- **Exercise**: All entries must be given again in full, exactly as they were supplied.

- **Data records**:
>>>>>
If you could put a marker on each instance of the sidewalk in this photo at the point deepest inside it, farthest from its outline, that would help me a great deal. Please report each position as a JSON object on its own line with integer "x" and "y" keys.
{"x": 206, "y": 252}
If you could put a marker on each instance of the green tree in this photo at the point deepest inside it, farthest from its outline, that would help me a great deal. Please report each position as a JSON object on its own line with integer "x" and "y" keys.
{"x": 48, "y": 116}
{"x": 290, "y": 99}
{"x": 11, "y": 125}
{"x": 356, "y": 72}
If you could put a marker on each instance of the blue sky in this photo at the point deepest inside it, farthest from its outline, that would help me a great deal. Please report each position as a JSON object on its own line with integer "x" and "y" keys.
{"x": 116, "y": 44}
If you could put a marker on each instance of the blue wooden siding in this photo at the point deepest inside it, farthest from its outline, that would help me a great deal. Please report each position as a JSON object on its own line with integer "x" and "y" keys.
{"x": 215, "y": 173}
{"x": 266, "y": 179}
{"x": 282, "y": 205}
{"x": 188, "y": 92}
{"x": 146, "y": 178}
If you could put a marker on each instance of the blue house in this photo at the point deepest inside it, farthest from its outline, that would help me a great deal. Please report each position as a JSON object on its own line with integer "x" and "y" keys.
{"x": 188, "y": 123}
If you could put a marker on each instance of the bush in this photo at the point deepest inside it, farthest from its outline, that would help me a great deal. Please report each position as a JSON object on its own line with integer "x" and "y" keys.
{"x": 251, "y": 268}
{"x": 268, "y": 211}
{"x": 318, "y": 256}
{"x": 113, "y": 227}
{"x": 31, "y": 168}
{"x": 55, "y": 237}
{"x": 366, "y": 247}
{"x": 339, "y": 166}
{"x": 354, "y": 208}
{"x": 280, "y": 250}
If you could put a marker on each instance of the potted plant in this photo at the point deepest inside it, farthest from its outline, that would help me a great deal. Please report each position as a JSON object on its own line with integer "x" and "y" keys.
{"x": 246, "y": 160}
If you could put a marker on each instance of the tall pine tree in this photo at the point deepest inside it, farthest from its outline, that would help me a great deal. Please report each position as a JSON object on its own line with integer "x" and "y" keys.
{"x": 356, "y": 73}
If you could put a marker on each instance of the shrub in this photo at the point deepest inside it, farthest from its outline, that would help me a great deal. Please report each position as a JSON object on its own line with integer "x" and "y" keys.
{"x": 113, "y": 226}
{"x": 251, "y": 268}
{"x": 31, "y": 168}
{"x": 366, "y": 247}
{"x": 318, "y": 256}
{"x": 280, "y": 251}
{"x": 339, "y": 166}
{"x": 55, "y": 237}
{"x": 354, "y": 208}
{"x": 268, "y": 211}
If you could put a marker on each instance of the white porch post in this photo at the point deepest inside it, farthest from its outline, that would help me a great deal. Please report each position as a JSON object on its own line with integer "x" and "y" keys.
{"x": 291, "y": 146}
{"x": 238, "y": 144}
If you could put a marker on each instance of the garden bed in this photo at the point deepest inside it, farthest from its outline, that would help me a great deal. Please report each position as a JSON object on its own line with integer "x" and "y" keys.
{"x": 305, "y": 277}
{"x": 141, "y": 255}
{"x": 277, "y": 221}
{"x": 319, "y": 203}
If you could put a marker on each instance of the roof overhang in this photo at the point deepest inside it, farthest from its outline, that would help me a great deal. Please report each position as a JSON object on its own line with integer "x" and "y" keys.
<<<<<
- **Response area**:
If you could put a marker on each instance of the sidewalk in this photo at the point deepest inside it, farthest from its outline, that would help me a great deal. Please report each position as a JSON object on its own line with integer "x" and "y" keys.
{"x": 206, "y": 252}
If you could put a marker on each instance of the green tree in this photo at the point deepest inside it, farthest from its outline, that would help me a great deal. Please report each position as a JSON object on its own line with integer "x" and "y" keys.
{"x": 48, "y": 116}
{"x": 290, "y": 99}
{"x": 11, "y": 125}
{"x": 356, "y": 72}
If you could put a marker on each instance of the blue sky in this photo at the point deepest inside it, farthest from its outline, that would help me a great deal. Please report each position as a JSON object on its own line with integer "x" and "y" keys.
{"x": 116, "y": 44}
If you could put a marker on each instance of the blue wooden siding in this photo at the point deepest inside it, farthest from its outline, that would help me a great deal. Please report each position as a JSON object on its own line with integer "x" and "y" keys.
{"x": 215, "y": 173}
{"x": 266, "y": 179}
{"x": 282, "y": 205}
{"x": 188, "y": 92}
{"x": 146, "y": 178}
If you could put a marker on each instance of the blue house in this photo at the point deepest inside it, farthest from its outline, that would help me a great deal. Please report each position as a JSON object on its own line with integer "x" and "y" keys.
{"x": 188, "y": 123}
If you could put a marker on each instance of the bush in this photo at the point deepest inside it, farthest from its outline, that would help me a great deal. Please report each position as a JSON object on its own line with integer "x" and "y" keys.
{"x": 251, "y": 268}
{"x": 268, "y": 211}
{"x": 318, "y": 256}
{"x": 113, "y": 227}
{"x": 31, "y": 168}
{"x": 55, "y": 237}
{"x": 366, "y": 247}
{"x": 339, "y": 166}
{"x": 354, "y": 208}
{"x": 280, "y": 250}
If you could put a marker on each instance of the potted plant in this photo at the point deepest inside it, farthest from its outline, that would help me a great deal. Please report each position as a JSON object on its own line with integer "x" and "y" keys.
{"x": 246, "y": 160}
If you could put a marker on each instance of the tall pine tree in this photo at the point deepest inside it, farthest from its outline, that would help me a great deal. Please report each position as a JSON object on its own line with integer "x" and "y" keys.
{"x": 356, "y": 73}
If you could put a marker on each instance of the shrub in this photo at the point deepest inside it, farthest from its outline, that would help me a great deal. Please report each position as a JSON object on its own line with integer "x" and "y" keys.
{"x": 113, "y": 226}
{"x": 251, "y": 268}
{"x": 31, "y": 168}
{"x": 366, "y": 247}
{"x": 318, "y": 256}
{"x": 280, "y": 251}
{"x": 339, "y": 166}
{"x": 55, "y": 237}
{"x": 354, "y": 208}
{"x": 268, "y": 211}
If you could put a marker on each instance of the white porch post in this photo at the point deepest inside it, farthest from its outline, that would help me a great deal. Please report each position as a JSON object on its own line with integer "x" and "y" keys.
{"x": 291, "y": 146}
{"x": 238, "y": 144}
If you could put a marker on each instance of the garden bed in this photo at the point deepest inside it, farthest from its outline, that would help me a great deal. Please report each position as a JSON object on its own line with integer "x" and "y" keys.
{"x": 305, "y": 277}
{"x": 141, "y": 255}
{"x": 277, "y": 221}
{"x": 319, "y": 203}
If you could put a marker on each instance of the roof overhang in this photo at the point deepest inside it, farthest from its outline, that would help me a great deal. Please report each position as a JSON object on its own line with integer "x" and "y" keys.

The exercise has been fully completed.